ТЕКСТ:
——————————

Любопытные результаты дало сравнение представителей различных наук - физики, биологии, социологии и психологии. Наибольшую способность к логически правильному мышлению обнаружили психологи, а больше всего логических ошибок совершали физики - представители наиболее "благополучной" дисциплины, являющейся "лидером естествознания" (Mahoney, Kimper, 1976). Эти различия, конечно, можно списать на более обстоятельное обучение формальной логике представителей гуманитарных наук, но можно допустить и более парадоксальную возможность - обратную связь "благополучное™" науки с "логичностью" мышления ее представителей. В целом же вывод "ученые не логичны или, по крайней мере, не более логичны, чем другие люди" (Tweney, Yachanin, 1985, р. 156) достаточно точно характеризует соблюдение ими правил формальной логики.

——————————

РАЗДЕЛ ДАННЫХ:
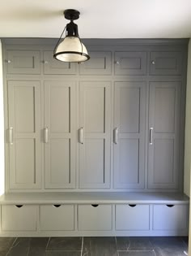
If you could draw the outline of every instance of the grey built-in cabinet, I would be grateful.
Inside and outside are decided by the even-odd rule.
[[[5,40],[7,191],[181,191],[187,41],[86,44]]]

——————————

ЧТО ТРЕБУЕТСЯ: Воспроизведите полностью, без единого изменения, текст о логичности мышления учёных разных наук. Работайте только с текстом.

РЕШЕНИЕ ЗАДАНИЯ:
Любопытные результаты дало сравнение представителей различных наук - физики, биологии, социологии и психологии. Наибольшую способность к логически правильному мышлению обнаружили психологи, а больше всего логических ошибок совершали физики - представители наиболее "благополучной" дисциплины, являющейся "лидером естествознания" (Mahoney, Kimper, 1976). Эти различия, конечно, можно списать на более обстоятельное обучение формальной логике представителей гуманитарных наук, но можно допустить и более парадоксальную возможность - обратную связь "благополучное™" науки с "логичностью" мышления ее представителей. В целом же вывод "ученые не логичны или, по крайней мере, не более логичны, чем другие люди" (Tweney, Yachanin, 1985, р. 156) достаточно точно характеризует соблюдение ими правил формальной логики.